▶ _Entries shown_:
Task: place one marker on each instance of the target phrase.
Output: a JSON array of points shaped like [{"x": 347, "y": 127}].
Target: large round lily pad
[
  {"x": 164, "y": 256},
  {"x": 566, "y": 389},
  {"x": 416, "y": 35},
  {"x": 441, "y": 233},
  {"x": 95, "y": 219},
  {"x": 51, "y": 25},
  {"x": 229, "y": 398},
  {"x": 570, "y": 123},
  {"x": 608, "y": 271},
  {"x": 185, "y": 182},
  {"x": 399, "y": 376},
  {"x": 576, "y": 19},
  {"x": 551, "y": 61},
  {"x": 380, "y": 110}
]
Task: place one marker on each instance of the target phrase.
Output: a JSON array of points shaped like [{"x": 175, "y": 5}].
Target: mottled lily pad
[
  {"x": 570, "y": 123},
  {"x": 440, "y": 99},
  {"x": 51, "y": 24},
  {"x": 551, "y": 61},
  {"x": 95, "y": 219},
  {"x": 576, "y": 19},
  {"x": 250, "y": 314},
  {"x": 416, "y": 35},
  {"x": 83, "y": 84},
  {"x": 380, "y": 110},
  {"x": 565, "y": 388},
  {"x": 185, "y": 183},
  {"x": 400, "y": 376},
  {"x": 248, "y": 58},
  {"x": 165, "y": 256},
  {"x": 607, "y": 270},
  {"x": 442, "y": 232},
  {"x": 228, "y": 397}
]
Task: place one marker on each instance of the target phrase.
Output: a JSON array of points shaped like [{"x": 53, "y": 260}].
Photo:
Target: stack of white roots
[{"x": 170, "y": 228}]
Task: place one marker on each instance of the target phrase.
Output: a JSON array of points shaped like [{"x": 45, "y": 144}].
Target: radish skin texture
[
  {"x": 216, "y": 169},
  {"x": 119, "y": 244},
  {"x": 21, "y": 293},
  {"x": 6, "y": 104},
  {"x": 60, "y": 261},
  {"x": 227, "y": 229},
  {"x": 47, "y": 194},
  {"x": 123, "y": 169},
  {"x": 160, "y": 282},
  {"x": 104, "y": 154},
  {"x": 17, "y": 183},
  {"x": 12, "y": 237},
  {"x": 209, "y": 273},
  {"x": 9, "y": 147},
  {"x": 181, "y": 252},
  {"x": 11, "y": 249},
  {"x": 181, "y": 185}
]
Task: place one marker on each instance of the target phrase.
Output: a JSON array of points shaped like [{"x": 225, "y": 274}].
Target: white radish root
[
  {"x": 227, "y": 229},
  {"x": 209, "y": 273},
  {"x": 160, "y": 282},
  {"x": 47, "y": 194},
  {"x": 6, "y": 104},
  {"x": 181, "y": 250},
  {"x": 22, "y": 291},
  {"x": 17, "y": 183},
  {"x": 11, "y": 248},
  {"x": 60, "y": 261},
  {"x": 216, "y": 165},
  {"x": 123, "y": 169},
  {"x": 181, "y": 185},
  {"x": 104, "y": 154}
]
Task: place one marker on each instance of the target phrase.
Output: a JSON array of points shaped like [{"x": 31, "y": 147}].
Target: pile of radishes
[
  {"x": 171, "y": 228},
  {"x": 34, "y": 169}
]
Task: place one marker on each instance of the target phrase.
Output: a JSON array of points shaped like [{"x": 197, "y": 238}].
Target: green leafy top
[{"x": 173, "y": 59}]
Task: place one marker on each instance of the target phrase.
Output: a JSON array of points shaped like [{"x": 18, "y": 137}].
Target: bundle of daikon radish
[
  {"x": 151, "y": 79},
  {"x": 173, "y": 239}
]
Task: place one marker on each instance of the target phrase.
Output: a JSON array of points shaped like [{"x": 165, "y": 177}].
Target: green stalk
...
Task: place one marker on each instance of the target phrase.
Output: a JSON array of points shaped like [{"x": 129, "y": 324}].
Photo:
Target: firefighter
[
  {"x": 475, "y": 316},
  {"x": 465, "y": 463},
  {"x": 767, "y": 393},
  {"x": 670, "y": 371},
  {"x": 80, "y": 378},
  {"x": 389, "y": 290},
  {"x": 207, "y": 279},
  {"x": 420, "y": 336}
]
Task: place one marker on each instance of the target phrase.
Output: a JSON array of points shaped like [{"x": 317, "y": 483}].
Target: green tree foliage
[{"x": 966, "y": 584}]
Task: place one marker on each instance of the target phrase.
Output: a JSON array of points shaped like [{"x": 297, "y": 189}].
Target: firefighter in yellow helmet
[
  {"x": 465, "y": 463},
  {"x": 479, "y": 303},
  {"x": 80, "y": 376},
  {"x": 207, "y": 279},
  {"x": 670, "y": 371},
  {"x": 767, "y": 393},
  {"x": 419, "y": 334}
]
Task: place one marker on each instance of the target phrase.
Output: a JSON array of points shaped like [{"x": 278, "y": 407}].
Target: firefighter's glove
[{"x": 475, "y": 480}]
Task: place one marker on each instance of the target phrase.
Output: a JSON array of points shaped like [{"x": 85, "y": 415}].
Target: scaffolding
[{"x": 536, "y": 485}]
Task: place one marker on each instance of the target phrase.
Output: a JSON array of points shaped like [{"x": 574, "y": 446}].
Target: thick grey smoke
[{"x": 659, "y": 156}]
* * *
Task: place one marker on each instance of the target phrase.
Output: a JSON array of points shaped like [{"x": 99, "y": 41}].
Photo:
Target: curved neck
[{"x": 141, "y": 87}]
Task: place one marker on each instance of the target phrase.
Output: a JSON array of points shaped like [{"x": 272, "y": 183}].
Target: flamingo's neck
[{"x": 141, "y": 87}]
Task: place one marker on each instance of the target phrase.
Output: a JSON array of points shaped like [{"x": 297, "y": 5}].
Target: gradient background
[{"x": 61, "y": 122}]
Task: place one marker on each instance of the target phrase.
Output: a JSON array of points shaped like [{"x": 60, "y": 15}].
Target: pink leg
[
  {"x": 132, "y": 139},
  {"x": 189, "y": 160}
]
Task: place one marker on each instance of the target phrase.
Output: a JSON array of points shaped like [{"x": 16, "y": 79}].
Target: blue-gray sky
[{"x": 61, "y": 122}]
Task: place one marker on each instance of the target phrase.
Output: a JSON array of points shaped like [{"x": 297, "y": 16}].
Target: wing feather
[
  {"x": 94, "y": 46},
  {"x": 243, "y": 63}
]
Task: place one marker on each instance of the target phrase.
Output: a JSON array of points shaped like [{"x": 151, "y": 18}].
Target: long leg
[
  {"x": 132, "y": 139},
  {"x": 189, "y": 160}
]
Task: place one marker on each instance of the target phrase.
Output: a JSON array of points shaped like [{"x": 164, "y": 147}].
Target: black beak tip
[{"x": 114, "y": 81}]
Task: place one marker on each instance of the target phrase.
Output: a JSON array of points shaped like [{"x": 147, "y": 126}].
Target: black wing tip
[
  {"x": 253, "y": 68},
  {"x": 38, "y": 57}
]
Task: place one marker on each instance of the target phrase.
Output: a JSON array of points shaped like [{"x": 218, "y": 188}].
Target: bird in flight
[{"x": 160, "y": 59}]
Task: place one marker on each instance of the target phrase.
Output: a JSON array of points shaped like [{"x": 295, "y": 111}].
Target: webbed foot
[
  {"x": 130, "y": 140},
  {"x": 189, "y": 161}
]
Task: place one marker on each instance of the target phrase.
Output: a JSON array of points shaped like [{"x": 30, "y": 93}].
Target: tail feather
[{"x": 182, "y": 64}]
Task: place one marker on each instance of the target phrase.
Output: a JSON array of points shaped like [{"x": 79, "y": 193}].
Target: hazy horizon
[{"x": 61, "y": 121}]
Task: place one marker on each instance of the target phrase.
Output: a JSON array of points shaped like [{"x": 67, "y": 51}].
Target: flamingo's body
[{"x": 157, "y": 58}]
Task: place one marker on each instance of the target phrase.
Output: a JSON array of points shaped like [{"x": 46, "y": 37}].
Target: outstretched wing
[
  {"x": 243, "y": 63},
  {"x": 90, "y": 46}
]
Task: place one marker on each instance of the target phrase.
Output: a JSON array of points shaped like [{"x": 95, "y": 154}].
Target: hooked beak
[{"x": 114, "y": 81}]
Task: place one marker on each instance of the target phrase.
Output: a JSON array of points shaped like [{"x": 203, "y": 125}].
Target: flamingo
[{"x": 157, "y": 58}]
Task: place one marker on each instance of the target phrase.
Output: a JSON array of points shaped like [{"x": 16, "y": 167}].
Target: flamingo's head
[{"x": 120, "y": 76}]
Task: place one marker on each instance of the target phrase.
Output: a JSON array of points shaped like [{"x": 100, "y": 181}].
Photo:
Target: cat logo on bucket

▶ _Do this_: Pick out every line of the listing above that contains the string "flamingo", and copy each one. Case counts.

▶ _The result_:
Target: flamingo's neck
Target: flamingo's body
Target: flamingo
Target: flamingo's head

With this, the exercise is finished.